> _Lesetext_
100 Jahre Jugendstil in Wien

Die Kirche am Steinhof von Otto Wagner

von Theo Reisner

Kirche am Steinhof in Wien, Otto Wagner, Altarbild - Foto © Theo Reisner

100 Jahre Jugendstil in Wien:
 
Der hundertste Todestag von Klimt, Schiele, Wagner und Moser
macht den Jugendstil wieder sehr lebendig.
 
Das gibt es wirklich nur einmal  – den einhundertsten Todestag von Gustav Klimt, Egon Schiele, Otto Wagner und Koloman Moser, alle gleichzeitig im kommenden Jahr. Die prägenden Künstler-Persönlichkeiten des Jugendstils werden desalb in Wien von März bis Oktober 2018 als „Jahresthema“ mit einem reichhaltigen Programm gewürdigt – u.a. mit Spezialtouren wie „Der Mann, der Wien modern machte“ (Otto Wagner) oder mit der 12 Meter hohen „Klimt-Brücke“ im Kunsthistorischen Museum, die einen Gesamtblick auf seine bedeutendsten Frühwerke bietet.

[Gespeicherte Einträge]
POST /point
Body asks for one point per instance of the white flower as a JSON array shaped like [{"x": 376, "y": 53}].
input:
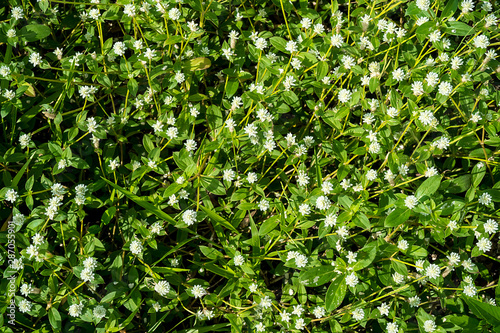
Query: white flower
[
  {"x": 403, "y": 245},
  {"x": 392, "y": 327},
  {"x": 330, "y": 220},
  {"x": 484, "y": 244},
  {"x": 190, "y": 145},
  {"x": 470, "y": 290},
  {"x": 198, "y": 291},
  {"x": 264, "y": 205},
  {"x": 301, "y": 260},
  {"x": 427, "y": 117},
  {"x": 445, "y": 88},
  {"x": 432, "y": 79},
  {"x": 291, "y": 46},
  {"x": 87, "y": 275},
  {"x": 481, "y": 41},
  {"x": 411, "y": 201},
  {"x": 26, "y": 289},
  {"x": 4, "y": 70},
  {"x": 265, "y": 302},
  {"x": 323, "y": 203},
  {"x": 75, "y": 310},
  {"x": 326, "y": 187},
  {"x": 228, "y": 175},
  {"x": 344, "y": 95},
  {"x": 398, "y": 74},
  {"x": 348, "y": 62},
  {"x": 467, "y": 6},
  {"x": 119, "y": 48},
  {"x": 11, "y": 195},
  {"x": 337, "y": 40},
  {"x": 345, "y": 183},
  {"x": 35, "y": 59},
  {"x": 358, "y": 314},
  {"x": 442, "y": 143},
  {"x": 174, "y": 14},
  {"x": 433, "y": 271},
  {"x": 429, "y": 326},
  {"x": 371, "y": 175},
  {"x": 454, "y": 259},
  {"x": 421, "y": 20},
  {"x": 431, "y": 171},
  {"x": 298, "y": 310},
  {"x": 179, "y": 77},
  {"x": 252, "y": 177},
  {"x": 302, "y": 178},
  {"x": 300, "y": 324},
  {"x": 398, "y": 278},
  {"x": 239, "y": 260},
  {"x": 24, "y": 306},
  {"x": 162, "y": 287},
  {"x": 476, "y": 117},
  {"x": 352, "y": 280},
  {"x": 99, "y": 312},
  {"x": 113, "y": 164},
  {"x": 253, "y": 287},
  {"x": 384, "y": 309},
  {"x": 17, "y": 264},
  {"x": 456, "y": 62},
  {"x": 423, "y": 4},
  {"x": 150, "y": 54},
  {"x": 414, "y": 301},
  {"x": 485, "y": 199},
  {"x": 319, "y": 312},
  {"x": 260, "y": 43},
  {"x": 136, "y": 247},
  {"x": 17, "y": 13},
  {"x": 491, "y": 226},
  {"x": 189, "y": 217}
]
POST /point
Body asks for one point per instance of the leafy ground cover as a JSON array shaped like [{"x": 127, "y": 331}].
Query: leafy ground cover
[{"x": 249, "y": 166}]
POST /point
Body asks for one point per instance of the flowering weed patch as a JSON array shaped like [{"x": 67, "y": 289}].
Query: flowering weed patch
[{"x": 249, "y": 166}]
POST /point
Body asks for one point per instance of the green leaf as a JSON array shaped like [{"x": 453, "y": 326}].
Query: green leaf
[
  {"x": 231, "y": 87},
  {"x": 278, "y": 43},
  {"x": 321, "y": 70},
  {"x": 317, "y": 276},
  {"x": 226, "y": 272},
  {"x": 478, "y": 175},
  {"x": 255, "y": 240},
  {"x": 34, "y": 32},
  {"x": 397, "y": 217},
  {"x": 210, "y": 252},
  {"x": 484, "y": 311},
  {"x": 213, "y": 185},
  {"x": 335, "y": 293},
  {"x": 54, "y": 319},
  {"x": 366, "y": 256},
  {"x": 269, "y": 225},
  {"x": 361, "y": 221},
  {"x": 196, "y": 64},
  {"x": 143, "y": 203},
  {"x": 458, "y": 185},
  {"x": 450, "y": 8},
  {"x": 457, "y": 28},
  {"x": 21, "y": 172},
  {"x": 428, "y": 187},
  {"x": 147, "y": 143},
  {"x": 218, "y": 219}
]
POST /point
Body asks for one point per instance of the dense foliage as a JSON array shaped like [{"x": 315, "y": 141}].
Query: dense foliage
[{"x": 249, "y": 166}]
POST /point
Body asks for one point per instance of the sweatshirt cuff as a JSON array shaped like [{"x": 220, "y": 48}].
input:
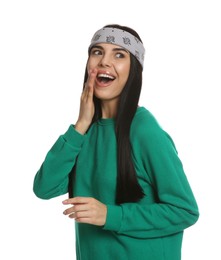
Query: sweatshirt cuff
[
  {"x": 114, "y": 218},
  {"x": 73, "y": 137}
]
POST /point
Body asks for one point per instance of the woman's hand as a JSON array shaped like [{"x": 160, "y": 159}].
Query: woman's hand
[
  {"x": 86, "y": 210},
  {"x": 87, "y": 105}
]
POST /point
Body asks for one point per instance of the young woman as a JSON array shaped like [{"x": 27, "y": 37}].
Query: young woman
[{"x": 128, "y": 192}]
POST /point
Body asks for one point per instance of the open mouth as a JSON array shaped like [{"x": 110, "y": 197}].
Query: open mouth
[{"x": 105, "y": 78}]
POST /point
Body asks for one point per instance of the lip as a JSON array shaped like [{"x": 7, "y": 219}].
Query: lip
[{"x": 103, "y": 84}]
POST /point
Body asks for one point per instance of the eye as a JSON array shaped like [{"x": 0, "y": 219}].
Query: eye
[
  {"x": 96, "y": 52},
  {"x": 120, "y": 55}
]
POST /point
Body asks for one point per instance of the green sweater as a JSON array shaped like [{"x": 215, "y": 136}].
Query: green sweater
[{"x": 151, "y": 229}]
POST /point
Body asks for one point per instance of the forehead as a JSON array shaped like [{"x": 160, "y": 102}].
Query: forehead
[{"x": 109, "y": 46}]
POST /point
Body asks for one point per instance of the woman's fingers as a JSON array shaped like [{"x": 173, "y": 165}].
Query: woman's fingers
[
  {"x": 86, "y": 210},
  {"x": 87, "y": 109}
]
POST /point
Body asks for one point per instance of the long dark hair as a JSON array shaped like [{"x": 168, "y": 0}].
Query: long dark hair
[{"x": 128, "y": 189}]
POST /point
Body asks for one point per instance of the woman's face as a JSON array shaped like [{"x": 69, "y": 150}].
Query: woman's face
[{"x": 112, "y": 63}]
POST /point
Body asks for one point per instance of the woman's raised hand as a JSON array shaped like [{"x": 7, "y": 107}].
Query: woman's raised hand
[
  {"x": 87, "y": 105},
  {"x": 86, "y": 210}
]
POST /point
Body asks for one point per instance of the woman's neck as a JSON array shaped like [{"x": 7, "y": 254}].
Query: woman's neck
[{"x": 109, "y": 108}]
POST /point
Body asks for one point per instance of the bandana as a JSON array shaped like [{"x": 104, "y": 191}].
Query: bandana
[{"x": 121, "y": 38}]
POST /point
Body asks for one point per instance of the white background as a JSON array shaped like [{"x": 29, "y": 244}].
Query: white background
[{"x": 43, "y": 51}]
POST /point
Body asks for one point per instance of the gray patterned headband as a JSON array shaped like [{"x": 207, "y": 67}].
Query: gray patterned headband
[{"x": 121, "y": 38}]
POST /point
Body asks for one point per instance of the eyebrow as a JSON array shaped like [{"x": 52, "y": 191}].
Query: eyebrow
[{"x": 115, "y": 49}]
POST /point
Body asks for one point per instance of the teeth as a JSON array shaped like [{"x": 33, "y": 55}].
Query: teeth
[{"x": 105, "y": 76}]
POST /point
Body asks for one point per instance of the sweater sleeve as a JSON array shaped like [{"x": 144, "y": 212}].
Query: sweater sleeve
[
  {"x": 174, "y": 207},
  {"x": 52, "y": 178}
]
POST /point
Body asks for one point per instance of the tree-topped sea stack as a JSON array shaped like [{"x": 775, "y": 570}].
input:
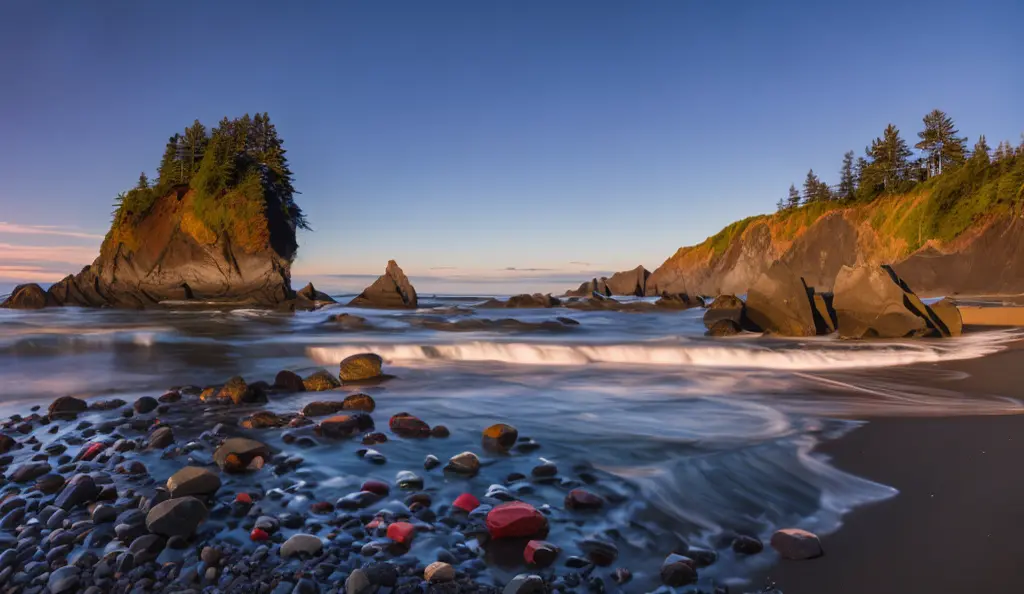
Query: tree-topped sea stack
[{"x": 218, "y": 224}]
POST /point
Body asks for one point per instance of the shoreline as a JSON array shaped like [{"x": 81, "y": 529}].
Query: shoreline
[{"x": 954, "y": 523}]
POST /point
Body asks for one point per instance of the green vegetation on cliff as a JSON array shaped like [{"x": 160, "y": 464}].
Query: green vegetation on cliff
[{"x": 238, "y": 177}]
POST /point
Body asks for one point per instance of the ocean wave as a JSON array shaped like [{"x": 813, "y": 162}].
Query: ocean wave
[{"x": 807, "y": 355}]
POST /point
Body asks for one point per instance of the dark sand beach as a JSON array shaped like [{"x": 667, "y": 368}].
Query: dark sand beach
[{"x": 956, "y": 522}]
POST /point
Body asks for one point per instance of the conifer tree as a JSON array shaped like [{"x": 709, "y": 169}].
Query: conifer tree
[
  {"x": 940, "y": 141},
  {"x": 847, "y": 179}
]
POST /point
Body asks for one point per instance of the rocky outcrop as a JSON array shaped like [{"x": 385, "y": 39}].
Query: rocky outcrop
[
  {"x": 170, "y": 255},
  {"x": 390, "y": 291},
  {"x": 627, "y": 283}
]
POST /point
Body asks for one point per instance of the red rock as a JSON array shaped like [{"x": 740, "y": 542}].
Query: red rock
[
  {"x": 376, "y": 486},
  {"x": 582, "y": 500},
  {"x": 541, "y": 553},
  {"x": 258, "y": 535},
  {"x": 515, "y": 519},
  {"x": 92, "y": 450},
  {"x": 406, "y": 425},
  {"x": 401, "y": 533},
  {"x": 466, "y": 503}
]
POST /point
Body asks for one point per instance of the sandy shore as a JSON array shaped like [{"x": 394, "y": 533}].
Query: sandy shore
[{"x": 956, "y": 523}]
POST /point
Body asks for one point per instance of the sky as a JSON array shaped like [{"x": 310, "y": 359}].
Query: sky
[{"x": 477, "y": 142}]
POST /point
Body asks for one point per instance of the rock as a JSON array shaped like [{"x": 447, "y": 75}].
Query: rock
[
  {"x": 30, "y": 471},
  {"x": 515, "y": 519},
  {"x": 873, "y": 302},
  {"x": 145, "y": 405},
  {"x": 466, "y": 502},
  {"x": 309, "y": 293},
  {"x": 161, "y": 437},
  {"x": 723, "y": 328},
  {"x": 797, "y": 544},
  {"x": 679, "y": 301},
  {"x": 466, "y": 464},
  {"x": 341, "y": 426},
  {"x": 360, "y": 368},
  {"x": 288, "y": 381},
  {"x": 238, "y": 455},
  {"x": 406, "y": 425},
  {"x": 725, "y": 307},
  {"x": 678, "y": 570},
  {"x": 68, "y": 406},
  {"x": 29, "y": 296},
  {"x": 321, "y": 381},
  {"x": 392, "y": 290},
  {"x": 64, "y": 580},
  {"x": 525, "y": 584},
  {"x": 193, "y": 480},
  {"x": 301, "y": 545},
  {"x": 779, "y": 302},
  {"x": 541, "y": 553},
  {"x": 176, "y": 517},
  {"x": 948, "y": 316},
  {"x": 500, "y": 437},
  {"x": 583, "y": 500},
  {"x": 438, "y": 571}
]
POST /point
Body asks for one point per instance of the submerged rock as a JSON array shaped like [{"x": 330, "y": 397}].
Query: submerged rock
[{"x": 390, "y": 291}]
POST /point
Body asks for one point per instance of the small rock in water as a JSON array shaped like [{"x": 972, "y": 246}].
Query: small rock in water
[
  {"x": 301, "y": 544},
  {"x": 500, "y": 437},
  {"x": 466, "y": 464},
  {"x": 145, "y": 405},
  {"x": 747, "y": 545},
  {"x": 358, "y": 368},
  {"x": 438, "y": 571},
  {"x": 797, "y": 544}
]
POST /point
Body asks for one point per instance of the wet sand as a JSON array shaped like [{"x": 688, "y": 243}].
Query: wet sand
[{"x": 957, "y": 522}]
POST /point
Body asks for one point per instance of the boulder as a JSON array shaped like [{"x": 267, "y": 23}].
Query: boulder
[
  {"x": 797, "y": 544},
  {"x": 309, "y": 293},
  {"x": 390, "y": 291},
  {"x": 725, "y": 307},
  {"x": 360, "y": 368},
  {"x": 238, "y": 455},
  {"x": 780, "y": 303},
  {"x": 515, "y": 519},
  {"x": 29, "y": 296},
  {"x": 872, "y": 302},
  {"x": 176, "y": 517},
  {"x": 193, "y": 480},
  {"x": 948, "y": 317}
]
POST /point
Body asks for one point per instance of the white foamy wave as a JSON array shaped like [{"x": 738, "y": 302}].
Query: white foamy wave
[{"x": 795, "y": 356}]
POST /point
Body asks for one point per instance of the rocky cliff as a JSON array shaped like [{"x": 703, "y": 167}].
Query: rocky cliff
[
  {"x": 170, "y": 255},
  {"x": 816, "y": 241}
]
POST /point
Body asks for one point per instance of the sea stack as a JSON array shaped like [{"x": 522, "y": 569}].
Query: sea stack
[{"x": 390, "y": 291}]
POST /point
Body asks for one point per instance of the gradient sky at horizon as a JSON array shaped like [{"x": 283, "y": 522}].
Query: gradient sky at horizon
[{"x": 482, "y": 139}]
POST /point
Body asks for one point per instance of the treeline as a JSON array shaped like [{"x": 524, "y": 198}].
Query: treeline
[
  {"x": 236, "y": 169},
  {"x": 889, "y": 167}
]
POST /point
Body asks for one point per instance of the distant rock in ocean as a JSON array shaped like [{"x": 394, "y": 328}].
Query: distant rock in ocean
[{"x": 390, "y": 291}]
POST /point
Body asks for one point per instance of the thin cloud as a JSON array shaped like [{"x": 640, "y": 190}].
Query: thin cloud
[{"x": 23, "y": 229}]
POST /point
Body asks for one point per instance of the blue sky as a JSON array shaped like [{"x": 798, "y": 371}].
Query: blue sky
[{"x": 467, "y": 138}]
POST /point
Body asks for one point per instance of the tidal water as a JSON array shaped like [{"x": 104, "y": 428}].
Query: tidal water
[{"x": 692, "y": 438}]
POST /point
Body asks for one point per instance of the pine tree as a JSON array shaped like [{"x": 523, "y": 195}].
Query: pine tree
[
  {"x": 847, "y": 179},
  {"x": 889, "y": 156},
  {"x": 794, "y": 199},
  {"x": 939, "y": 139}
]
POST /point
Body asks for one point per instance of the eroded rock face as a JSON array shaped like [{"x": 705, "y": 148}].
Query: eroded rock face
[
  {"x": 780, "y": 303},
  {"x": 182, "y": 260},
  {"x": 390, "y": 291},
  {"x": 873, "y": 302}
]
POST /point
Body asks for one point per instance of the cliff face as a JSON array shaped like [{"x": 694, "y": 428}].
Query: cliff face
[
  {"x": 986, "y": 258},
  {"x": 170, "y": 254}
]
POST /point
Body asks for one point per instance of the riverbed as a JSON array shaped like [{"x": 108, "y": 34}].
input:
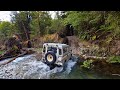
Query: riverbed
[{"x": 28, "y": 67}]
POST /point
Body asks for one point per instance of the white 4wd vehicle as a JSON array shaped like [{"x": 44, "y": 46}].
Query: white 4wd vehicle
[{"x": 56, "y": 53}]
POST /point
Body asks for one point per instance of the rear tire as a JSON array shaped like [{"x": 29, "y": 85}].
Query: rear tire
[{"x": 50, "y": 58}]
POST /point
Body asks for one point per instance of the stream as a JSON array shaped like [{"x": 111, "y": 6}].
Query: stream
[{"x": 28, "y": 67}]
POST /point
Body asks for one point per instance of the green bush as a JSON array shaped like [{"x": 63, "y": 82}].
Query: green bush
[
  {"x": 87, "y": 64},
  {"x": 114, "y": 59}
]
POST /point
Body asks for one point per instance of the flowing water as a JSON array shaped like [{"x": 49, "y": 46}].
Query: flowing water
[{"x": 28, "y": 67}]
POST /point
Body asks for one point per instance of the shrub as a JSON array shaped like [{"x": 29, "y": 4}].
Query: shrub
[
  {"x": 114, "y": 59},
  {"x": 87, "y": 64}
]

> _Arbeitsaufträge_
**a.** Beantworte zum Text über den Jugendstil in Wien diese Fragen:
(i) Welche Kirche von Otto Wagner nennt der Text?
(ii) Von wann bis wann läuft 2018 das „Jahresthema“ in Wien?
(iii) Wie hoch ist die „Klimt-Brücke“ im Kunsthistorischen Museum?
**b.** Schreib aus dem Text über den Jugendstil in Wien die Stelle zwischen „Die Kirche am“ und „wieder sehr lebendig.“ genau ab, beide eingeschlossen.

> _Lösungen_
**a.**
(i) Die Kirche am Steinhof
(ii) Von März bis Oktober 2018
(iii) 12 Meter

**b.**
Die Kirche am Steinhof von Otto Wagner

von Theo Reisner

Kirche am Steinhof in Wien, Otto Wagner, Altarbild - Foto © Theo Reisner

100 Jahre Jugendstil in Wien:
 
Der hundertste Todestag von Klimt, Schiele, Wagner und Moser
macht den Jugendstil wieder sehr lebendig.